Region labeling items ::
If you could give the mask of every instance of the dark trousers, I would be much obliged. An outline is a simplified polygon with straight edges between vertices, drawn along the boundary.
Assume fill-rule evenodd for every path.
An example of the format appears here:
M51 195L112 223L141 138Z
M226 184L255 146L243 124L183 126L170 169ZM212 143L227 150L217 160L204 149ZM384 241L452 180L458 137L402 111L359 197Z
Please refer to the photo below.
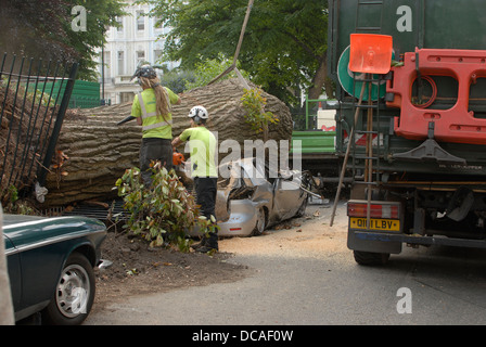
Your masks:
M218 189L218 179L213 177L195 177L194 178L194 190L196 195L196 203L201 206L201 215L207 219L210 216L216 218L215 207L216 207L216 192ZM209 234L207 241L208 245L216 247L218 243L218 232Z
M153 175L150 170L151 162L161 162L170 171L172 169L172 144L168 139L142 139L140 147L140 171L143 182L152 184Z

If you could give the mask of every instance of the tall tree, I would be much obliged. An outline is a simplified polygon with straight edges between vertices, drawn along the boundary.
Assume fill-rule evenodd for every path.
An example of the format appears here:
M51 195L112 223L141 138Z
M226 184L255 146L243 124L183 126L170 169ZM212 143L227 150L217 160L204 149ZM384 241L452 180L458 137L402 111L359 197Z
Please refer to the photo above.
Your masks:
M152 15L171 27L165 54L183 68L232 56L247 0L146 0ZM302 87L318 98L327 81L327 0L257 0L239 55L254 82L293 104ZM328 90L332 93L332 90Z
M73 11L76 5L86 12ZM79 78L94 79L95 48L104 44L105 27L116 25L123 7L122 0L2 1L0 48L21 56L78 62Z

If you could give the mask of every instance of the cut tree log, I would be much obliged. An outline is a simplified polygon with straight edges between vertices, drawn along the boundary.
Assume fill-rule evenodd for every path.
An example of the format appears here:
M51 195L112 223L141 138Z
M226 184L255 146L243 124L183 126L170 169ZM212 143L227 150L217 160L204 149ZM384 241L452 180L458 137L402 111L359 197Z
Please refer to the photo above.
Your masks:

YOUR OBJECTIVE :: Reproduce the listing above word for word from beginning to end, leaving out the pictures.

IN RESPONSE ::
If you could give the mask of every instance of the dark trousers, I would be much obliged. An outline is a simplified polygon with straight edges between vertices, drawn along the boundary.
Assume fill-rule evenodd for every path.
An example of the format appears here:
M51 195L112 223L141 138Z
M226 184L255 146L243 124L183 126L170 169ZM212 143L227 150L217 160L204 149ZM384 241L452 180L458 137L402 111L359 197Z
Please refer to the photo below.
Your masks:
M218 189L218 179L213 177L195 177L194 178L194 190L196 195L196 203L201 206L201 215L207 219L210 216L216 218L215 207L216 207L216 192ZM209 234L207 241L208 245L216 247L218 243L218 232Z
M153 175L150 170L151 162L161 162L170 171L172 169L172 144L168 139L142 139L140 147L140 171L143 182L152 184Z

If you could give the mask of every instance of the tall tree, I would be much obliged. An outline is a simplified polygon with straight edges between vertices, drawn along the boundary.
Assume fill-rule evenodd for every path.
An example of the format appears here:
M51 195L112 223L141 138Z
M226 184L255 146L243 124L183 126L170 169ZM212 143L227 150L217 160L204 149ZM384 241L452 180L458 137L402 111L359 197Z
Please refer to the photo above.
Your masks:
M152 15L171 27L165 54L183 68L232 56L247 0L146 0ZM302 87L318 98L327 81L327 0L257 0L239 55L254 82L293 104ZM328 90L332 93L332 90Z
M73 11L76 5L86 12ZM79 78L94 79L95 48L104 44L105 27L116 25L123 7L122 0L2 1L0 48L21 56L78 62Z

If you could give the mask of every instance of the cut tree log, I would be much obliged. An outline is a simplified polygon with straight edges between vertices, drawn along the boundary.
Assume fill-rule evenodd for every path.
An example of the format appears here:
M51 195L112 223L141 138Z
M226 184L255 146L243 124L183 126L170 169ZM212 143L227 150L217 160L204 149ZM384 241L452 180L458 137L402 111L359 197Z
Please refer to the photo above.
Your masks:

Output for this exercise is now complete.